■ **Document passage**:
________________________

The program will ultimately give those facing a driving with a suspended license charge the opportunity to pay fees in the form of payment plans or partake in a six-month program. Those who complete the program within six months will have their case dismissed.
The State attorney’s office is also working with two University of Central Florida students to dissuade underage drinking.
“We saw a need for more education on minors about dangers for alcohol use,” Gong Guerrero said.
The attorney said the diversion efforts will work in concert with the students who are conducting an underage drinking project as part of the university’s legal studies program.
The underage drinking diversion program aims to educate minors entangled in the criminal justice system who were caught having alcohol or attempting to get alcohol from establishments.
The program will further outline to minors the laws and dangers of consuming alcohol at a young age, according to Gong Guerrero. The assistant state attorney says this will provide some of the community’s youngest members with the resources to make informed decisions and give the state attorney’s office a way to communicate the consequences.
Perpetrators will now be shown a video of the ramifications of drinking alcohol at a young age and be informed of the legal consequences as the state attorney’s office decides each individual case. The program will be formally rolled out in Orange and Osceola counties beginning next week.
Ayala unveiled her final program, saying it is meant to serve a bigger issue that troubles Florida.
“Human trafficking is very real,” she said during the news conference. “Florida plays a significant role in the dangerous and inhumane crime.”
Ayala said the prostitute diversion program is one she wanted to see through before she left office. The pilot initiative aims to help victims of human trafficking avoid prostitution charges and potentially get help.
“There was nothing on education on illegal sex work and trafficking,” said Jenny Rossman, the chief of the sex crimes unit at the state attorney’s office. “A large majority of trafficking victims have been arrested. The goal is to end that cycle.”
Rossman said in 2019, there were close to 120 prostitution offenses that crossed the state attorney’s office. The offenses can be applied to anyone selling commercial sex and selling what could be victims of human trafficking and not know it, according to the attorney.
The diversion program would be available as a pretrial option, with anyone facing a prostitution offense eligible to opt for the alternative.
Rossman said the program was developed with anti-trafficking organizations and will be offered four times a year on a quarterly basis.
The courses would be four hours long and held in person once it is safe to do so. The information would cover the psychology of exploitation and trauma and substance abuse, what is human trafficking, education on human trafficking expungement law, reporting to law enforcement, presentation on treatment programs, STD education and community health resources, among other topics.
Rossman said her unit is going to track the pilot program’s success and will launch in the upcoming year. If proven effective, it will also be rolled out in Polk County.

________________________

■ **Records provided**:
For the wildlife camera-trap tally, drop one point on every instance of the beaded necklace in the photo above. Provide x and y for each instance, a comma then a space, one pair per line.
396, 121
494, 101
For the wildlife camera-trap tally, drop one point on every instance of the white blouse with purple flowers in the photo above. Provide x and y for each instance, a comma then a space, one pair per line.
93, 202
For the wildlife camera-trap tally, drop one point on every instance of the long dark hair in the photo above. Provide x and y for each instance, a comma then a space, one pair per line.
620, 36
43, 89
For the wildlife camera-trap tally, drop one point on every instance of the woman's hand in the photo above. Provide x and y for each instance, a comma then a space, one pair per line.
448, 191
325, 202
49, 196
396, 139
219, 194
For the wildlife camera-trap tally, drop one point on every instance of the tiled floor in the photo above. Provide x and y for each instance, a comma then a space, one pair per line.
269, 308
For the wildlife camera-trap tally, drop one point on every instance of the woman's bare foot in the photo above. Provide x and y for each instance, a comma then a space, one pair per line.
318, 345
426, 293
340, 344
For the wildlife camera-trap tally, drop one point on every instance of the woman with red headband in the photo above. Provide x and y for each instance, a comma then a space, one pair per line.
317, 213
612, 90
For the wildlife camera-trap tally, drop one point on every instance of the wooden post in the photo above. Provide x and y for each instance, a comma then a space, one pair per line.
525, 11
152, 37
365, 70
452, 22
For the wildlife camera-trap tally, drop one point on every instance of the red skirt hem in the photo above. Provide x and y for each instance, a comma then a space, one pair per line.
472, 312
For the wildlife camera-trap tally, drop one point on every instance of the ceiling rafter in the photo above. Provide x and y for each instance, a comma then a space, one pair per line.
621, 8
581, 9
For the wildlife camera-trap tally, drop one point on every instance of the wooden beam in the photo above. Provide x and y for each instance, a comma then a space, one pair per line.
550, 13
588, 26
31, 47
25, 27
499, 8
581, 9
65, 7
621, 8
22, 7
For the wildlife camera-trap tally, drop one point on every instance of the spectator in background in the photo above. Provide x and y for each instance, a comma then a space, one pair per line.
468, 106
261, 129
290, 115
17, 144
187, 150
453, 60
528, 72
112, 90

________________________

List every county named in the passage on the state attorney's diversion programs.

Orange, Osceola, Polk